*Extracted records*:
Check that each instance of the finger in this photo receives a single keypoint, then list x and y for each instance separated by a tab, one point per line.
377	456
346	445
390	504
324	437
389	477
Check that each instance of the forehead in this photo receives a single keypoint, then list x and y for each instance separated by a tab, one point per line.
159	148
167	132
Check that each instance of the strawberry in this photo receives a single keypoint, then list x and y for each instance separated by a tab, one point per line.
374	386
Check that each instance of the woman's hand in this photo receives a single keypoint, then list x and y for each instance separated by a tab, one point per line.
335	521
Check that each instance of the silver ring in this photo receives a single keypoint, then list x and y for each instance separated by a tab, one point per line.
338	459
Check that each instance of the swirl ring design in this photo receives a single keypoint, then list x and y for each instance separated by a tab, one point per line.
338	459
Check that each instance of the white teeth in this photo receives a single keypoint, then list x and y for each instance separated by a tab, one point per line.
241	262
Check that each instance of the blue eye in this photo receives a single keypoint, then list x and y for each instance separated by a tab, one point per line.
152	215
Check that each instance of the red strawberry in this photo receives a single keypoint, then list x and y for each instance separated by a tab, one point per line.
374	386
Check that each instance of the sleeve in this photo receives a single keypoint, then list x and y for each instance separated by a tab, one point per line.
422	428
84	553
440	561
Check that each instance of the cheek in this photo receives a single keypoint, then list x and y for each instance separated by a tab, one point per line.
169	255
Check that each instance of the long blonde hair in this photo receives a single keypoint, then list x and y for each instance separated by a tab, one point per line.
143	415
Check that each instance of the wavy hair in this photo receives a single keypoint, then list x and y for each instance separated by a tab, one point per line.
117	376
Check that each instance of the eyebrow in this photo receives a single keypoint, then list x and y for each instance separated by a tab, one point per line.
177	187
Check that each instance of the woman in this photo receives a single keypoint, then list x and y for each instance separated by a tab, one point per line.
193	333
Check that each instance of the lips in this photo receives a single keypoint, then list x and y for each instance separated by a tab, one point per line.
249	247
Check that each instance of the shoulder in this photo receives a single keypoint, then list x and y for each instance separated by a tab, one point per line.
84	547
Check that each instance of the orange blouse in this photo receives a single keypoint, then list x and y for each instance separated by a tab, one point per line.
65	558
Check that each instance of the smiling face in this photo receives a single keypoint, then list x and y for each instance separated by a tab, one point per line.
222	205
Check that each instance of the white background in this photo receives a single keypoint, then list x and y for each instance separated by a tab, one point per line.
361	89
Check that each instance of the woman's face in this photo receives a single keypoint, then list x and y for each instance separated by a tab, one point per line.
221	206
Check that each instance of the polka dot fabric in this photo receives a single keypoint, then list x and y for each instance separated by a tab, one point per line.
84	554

*To do*:
Would you print all of the records exactly as they were given?

*Final answer*:
Check that each instance of the finger in this photo receives a single keypoint, then list x and y for each instance separated by a tab, one point per line.
377	456
346	445
390	504
324	437
389	477
Check that each instance of the forehead in this photo receives a single keypoint, then list x and y for each instance separated by a tab, one point per line.
159	148
167	132
Check that each instance of the strawberry in this photo receives a single keypoint, then list x and y for each instance separated by a tab, one point per line.
374	386
Check that each instance of the woman's hand in this photo receives a single keypoint, then list x and y for each instance separated by a tab, one point per line.
335	521
Check that each instance of the silver ring in this photo receives a single keypoint, then list x and y for each instance separated by a tab, one point per line.
338	459
Check that each instance of the swirl ring design in this photo receives a single keypoint, then list x and y for each instance separated by a tab, one point per line.
338	459
Check that each instance of the white teeth in this photo receives a single keypoint, then list x and y for each instance separated by a tab, one point per line.
241	262
Check that each instance of the blue eye in this photo receives a single keypoint, then list x and y for each instance separated by a tab, one point per line.
152	215
Check that each instance of the red strawberry in this photo receives a single keypoint, then list x and y for each instance separated by a tab, one point per line.
374	386
Check that each instance of the sleeve in this photo receives a single keypoint, then list x and y for each instance separated by a tab, one point per line.
422	428
84	553
440	561
Check that each instance of the cheek in this photo receives a single keypoint, then list x and y for each instance separated by a tab, one point per line.
169	255
Check that each instance of the long blonde hair in this photo receives a single keypoint, then list x and y for each instance separated by a tab, one point per line.
143	415
Check that each instance of the wavy hair in this photo receives a single keypoint, then list x and y for each instance separated by a tab, one point per line.
117	376
Check that each instance of the eyebrow in this photo receives a single keypoint, then list x and y for each instance separated by a tab, one point per line.
177	187
Check that each instance of the woman in this photo receives a single keypoint, then list x and y for each instance separated by a tab, one point per line.
193	333
Check that each instance of the lips in this photo receives a single keypoint, then list x and y for each instance separated by a tab, one point per line.
249	247
Check that each instance of the shoulder in this photo receives a single keypoint, then list x and y for each instance separated by a tab, one point per line.
84	547
Check that each instance of the orange blouse in this photo receives a single keypoint, then list x and y for each instance separated by a tab, one point per line.
65	558
Check that each instance of the smiling face in this photo receives a single keypoint, then list x and y for each instance separated by a tab, one point per line.
222	205
Check that each instance of the white background in this photo receives a single keypoint, then list x and y for each instance separated by a tab, one point per line.
361	89
Check that each instance of the woman's face in this photo receives a single keypoint, then list x and y for each instance separated by a tab, one point per line.
221	206
Check that each instance of the polka dot fabric in this photo receives a single keypoint, then list x and y for each instance separated by a tab, one point per line.
84	554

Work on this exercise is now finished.